**Exercise brief:**
Any picture must be dropped, but each line of the data should be duplicated exactly.

**Records to use:**
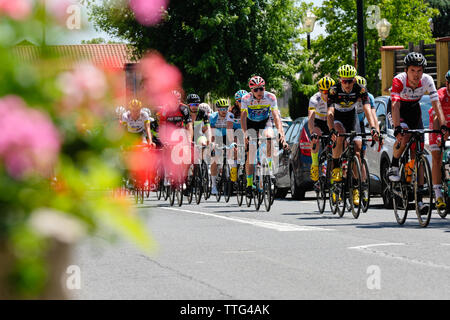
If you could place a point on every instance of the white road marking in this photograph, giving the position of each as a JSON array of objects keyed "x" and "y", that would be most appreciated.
[
  {"x": 279, "y": 226},
  {"x": 367, "y": 249}
]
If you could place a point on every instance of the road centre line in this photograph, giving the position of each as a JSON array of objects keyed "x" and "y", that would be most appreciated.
[
  {"x": 367, "y": 249},
  {"x": 278, "y": 226}
]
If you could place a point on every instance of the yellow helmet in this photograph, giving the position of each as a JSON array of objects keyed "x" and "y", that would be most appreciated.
[
  {"x": 360, "y": 80},
  {"x": 347, "y": 71},
  {"x": 222, "y": 103},
  {"x": 135, "y": 104},
  {"x": 325, "y": 83}
]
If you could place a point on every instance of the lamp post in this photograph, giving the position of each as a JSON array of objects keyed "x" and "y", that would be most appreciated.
[
  {"x": 383, "y": 28},
  {"x": 308, "y": 24}
]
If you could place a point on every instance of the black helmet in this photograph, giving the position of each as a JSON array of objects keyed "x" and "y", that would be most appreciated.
[
  {"x": 415, "y": 59},
  {"x": 193, "y": 98}
]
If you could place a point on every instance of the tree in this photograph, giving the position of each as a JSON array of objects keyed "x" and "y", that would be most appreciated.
[
  {"x": 441, "y": 23},
  {"x": 410, "y": 23},
  {"x": 217, "y": 44}
]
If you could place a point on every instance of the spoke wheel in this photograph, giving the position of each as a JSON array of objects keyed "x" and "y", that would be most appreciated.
[
  {"x": 425, "y": 192},
  {"x": 399, "y": 193}
]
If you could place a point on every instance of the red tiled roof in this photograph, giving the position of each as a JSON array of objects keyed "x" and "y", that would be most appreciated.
[{"x": 111, "y": 55}]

**Your solution:**
If you could place a point on every instance of the white road marking in this photograph, giving the position of each as a JSON array of objects keyed "x" and "y", that would be most appreciated.
[
  {"x": 279, "y": 226},
  {"x": 367, "y": 249}
]
If you could place a point on every instance of the road centre line in this photograph, giving the position of each as a JSON array of objects keyed "x" and "y", that would be most appreciated.
[
  {"x": 367, "y": 249},
  {"x": 278, "y": 226}
]
If you could place a point on every instance of the yellow helmet in this photograph, giving the position of each as a JSON array of objects keyed "x" and "y", that would be most appreciated.
[
  {"x": 360, "y": 80},
  {"x": 347, "y": 71},
  {"x": 222, "y": 103},
  {"x": 135, "y": 104},
  {"x": 325, "y": 83}
]
If you could place a point on every instance of the lamp post in this photograph, giving the position of each as a JSON array of objects keyed "x" and "y", that would be most appreciated.
[
  {"x": 383, "y": 28},
  {"x": 308, "y": 24}
]
If you could place a point on every instance of the black helmet in this photograph, giving the position of each as a JSON array of objects keyed "x" and "y", that would be most appreciated.
[
  {"x": 415, "y": 59},
  {"x": 193, "y": 98}
]
If you could place a point on every instance of the tree in this photograph, giving the position of each as a JSON array of objects keyed "x" and "y", that would be most appreciated.
[
  {"x": 441, "y": 23},
  {"x": 410, "y": 23},
  {"x": 217, "y": 44}
]
If you could place a point on every instance of the spoke wheel in this photograph, giving the position of each as a JSON array of objects keyed "x" and "y", that would be most appreciated.
[
  {"x": 425, "y": 192},
  {"x": 399, "y": 193}
]
If you could place a point on every instance of the red tiled roof in this photograph, giving the position of each as a JSON array of objects keyed "x" and "y", that would be most appreciated.
[{"x": 111, "y": 55}]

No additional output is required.